- [Exercise requirements] Return, word for word, every line starting at the line with "the white multi-story" and ending at the final line of the entries; skip the pictures.

= = =

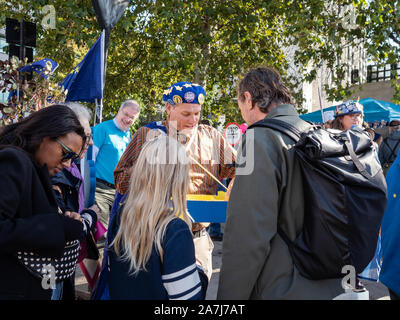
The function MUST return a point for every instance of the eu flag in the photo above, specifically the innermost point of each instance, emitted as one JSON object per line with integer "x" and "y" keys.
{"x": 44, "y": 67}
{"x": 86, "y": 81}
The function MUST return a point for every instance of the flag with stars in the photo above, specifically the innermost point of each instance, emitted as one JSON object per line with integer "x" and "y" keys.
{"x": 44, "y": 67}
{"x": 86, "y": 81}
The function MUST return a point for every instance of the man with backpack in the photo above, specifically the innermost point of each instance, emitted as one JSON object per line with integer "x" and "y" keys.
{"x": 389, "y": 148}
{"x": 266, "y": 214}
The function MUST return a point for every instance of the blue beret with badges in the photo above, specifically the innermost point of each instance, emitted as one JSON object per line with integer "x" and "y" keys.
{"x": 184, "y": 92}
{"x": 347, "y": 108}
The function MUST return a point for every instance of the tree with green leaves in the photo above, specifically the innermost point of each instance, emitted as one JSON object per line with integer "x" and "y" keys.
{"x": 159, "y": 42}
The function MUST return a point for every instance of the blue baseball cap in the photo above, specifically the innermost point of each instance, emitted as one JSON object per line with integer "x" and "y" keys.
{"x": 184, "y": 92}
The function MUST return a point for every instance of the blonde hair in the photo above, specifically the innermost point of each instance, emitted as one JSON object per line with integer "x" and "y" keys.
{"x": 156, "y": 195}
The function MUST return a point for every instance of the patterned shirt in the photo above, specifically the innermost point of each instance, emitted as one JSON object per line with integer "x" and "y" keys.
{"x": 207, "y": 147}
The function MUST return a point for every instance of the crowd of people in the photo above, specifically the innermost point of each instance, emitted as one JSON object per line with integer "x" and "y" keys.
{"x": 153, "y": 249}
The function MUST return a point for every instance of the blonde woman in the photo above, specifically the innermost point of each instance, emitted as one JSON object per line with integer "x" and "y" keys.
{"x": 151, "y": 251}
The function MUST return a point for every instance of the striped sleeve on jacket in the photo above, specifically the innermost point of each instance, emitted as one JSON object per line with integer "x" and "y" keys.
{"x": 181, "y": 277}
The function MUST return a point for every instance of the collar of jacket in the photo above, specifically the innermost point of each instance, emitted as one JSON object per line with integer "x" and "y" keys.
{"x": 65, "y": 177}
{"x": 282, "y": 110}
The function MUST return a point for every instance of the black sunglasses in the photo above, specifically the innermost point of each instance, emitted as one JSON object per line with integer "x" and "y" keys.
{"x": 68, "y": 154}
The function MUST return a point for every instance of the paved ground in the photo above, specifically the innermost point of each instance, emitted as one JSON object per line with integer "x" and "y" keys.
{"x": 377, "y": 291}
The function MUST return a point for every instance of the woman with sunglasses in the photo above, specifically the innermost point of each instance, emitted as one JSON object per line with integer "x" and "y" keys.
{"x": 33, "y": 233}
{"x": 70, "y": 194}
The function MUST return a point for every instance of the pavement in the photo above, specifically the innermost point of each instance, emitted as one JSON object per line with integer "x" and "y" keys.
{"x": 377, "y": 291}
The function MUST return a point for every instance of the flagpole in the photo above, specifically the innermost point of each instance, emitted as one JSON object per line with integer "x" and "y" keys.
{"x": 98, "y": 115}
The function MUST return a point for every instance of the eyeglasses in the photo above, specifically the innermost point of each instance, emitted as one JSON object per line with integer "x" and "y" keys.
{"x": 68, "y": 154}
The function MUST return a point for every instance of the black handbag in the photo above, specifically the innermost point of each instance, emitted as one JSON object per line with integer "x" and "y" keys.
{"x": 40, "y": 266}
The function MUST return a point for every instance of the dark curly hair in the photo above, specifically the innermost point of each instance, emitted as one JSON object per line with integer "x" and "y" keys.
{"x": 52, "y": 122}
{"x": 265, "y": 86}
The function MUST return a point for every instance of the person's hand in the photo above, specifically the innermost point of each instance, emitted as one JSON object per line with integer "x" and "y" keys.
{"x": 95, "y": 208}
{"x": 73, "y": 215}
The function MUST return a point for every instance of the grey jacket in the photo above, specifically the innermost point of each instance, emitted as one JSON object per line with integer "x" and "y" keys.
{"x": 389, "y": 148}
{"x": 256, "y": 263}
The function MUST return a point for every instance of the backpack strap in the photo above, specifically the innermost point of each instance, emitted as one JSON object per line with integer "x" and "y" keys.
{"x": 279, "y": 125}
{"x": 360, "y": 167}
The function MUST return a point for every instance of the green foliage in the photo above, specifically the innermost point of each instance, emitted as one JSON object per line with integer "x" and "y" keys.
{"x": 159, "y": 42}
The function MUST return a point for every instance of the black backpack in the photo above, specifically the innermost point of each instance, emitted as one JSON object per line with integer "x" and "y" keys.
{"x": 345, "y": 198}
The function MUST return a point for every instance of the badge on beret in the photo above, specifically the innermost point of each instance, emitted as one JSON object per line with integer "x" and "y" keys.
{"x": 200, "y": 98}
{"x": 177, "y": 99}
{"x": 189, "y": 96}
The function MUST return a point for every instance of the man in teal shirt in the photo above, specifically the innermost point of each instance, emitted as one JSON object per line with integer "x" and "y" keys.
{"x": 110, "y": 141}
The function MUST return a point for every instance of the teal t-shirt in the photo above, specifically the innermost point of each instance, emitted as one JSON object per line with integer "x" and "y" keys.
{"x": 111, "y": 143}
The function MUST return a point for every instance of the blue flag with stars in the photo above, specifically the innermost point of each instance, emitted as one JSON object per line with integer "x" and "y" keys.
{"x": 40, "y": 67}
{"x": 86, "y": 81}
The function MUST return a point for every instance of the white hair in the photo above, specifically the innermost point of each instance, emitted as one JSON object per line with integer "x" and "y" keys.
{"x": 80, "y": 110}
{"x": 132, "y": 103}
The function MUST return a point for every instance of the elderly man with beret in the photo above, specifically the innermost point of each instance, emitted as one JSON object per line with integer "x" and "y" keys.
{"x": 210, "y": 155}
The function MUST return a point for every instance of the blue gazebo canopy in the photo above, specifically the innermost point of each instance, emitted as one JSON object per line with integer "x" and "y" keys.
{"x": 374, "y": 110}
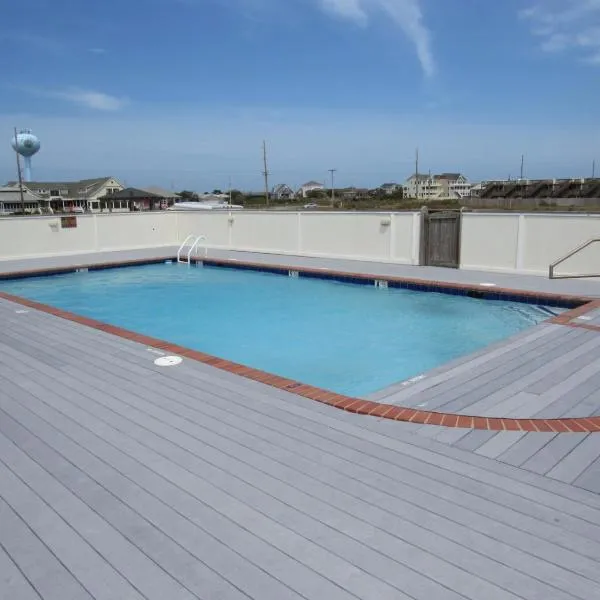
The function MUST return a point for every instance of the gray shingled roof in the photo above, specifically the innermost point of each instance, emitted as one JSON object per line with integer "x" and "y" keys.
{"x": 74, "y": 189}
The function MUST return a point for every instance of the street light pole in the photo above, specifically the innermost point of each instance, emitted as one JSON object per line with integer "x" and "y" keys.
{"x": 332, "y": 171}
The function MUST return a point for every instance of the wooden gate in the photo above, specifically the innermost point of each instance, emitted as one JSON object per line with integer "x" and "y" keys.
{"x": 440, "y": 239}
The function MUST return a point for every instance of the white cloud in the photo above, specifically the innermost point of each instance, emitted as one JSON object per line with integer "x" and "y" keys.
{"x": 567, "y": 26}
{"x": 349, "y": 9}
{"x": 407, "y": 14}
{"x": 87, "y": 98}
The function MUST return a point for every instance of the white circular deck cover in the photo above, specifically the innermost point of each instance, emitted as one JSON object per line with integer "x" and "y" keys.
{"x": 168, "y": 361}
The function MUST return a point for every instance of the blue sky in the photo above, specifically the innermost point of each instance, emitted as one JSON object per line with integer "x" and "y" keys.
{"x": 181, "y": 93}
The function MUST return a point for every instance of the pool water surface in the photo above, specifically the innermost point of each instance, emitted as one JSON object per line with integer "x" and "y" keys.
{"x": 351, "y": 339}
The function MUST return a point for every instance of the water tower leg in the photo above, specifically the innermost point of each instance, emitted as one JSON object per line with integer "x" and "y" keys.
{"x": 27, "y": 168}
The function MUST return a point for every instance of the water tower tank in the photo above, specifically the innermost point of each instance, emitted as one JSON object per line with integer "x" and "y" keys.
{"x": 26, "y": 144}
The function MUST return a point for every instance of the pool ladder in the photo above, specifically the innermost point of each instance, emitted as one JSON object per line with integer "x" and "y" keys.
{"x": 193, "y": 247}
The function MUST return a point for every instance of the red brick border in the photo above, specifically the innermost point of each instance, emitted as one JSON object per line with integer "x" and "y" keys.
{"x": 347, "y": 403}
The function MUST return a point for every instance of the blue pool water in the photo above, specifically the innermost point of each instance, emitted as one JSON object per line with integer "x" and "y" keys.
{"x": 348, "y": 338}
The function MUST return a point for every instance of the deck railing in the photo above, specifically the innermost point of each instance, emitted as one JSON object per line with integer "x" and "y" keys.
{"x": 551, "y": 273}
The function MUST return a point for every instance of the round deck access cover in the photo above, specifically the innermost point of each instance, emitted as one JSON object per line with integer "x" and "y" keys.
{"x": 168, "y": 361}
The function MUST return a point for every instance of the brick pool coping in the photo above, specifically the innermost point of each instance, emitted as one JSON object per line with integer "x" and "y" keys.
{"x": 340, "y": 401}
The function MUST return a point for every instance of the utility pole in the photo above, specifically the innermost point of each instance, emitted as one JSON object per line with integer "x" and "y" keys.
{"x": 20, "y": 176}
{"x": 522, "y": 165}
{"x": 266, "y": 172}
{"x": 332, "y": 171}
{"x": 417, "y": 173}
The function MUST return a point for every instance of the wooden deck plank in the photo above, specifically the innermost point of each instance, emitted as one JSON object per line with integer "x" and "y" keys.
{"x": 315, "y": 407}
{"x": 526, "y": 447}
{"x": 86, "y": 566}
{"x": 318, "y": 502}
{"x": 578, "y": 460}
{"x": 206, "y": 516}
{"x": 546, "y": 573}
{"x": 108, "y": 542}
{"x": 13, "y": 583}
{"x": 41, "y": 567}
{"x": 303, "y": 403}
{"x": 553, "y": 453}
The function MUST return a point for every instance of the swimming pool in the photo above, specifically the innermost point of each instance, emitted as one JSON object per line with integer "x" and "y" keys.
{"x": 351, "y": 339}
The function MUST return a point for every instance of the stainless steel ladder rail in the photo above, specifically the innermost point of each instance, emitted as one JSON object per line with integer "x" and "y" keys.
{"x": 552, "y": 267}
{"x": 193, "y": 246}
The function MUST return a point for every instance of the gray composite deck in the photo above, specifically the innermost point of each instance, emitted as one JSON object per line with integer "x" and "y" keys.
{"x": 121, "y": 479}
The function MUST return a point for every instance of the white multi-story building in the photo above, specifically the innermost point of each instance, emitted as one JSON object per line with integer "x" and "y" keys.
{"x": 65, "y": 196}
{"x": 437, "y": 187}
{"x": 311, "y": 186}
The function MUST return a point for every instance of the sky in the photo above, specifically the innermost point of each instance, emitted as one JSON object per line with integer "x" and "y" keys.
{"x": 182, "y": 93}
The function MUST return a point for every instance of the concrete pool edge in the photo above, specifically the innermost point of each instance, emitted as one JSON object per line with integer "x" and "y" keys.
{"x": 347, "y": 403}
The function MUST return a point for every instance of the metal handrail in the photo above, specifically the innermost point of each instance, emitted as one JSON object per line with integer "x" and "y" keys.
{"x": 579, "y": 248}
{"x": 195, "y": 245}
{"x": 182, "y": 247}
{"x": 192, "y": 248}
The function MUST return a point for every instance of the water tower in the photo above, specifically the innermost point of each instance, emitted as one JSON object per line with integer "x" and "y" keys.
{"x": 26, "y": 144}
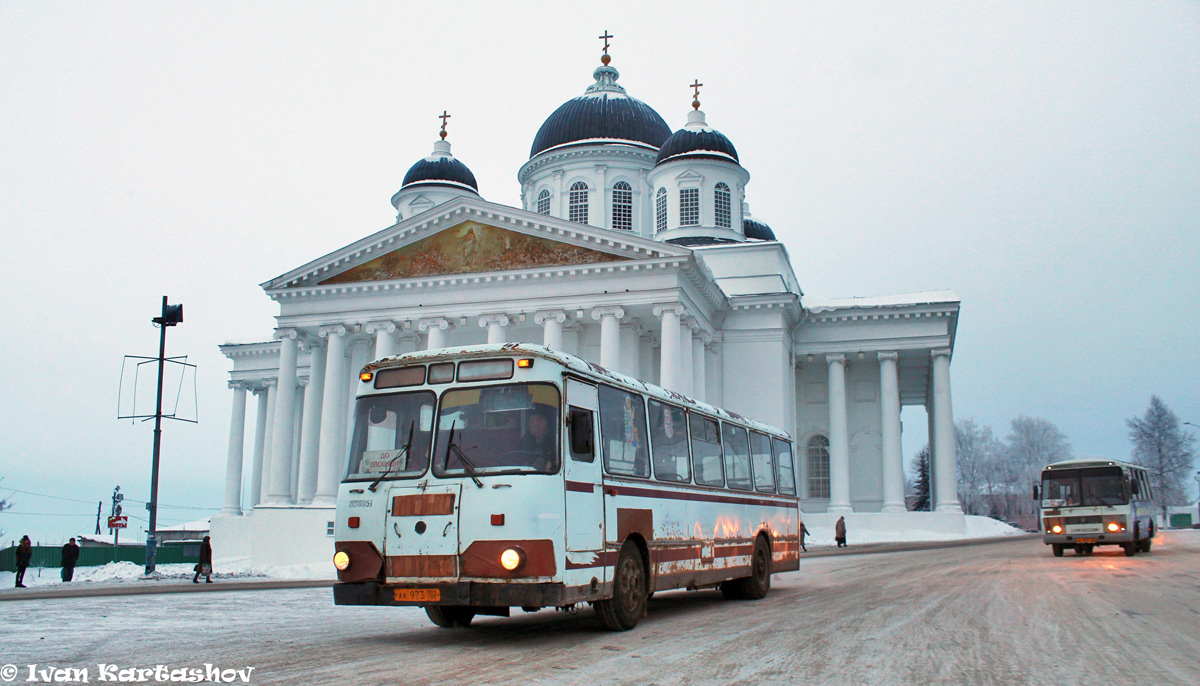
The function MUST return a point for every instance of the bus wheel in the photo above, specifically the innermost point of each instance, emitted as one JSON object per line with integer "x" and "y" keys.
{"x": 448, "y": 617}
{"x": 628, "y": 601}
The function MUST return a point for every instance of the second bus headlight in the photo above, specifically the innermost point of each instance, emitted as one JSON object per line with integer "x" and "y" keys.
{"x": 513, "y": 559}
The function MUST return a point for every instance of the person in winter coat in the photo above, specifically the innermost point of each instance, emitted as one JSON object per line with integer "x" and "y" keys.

= = =

- [Response]
The function MUST return a point for every instance of the white multi-story building in the photo above, specifically the innermost point of each instance, emitted as one JSON object per line with integer "x" and "y" keys.
{"x": 65, "y": 196}
{"x": 437, "y": 187}
{"x": 311, "y": 186}
The function MUST return a point for every instance of the sky in the photo above, specifically the innermost point of each instance, emitted as one JSON object per line with integer "x" and "y" keys.
{"x": 182, "y": 93}
The function MUST return a point for every instance of the concrete pool edge in the photo above, specifically the innermost point of each instance, emitted as one JSON object per line with integer "x" and "y" keys.
{"x": 347, "y": 403}
The function MUST return a point for every instance of the metal handrail in the photo above, specifically the innermost point of each instance, emitted as one JSON object per line with integer "x" and "y" keys.
{"x": 579, "y": 248}
{"x": 195, "y": 245}
{"x": 182, "y": 247}
{"x": 192, "y": 248}
The function MUST return a point for every instance of the water tower in the photo above, specifically the innermost point of each instance, emitted as one JSON object per line with integer "x" and "y" keys.
{"x": 26, "y": 144}
The function MUST return a point for every instance of the bus wheel in the photo above, specifically the innermost point of each instance, emitted as one JSON object per line with integer "x" and "y" keys.
{"x": 448, "y": 617}
{"x": 628, "y": 601}
The function MUST return a point for every instance of the second bus headlight in the photo above, specifically the innermost point of each instance, emitted as one JSON object per line with integer "x" and "y" keys.
{"x": 513, "y": 559}
The function MUST return a point for every instance of the person in winter coat in the photo above, specifically the innermost point of each instance, emitted as one JSON object per line with integer "x" and "y" keys.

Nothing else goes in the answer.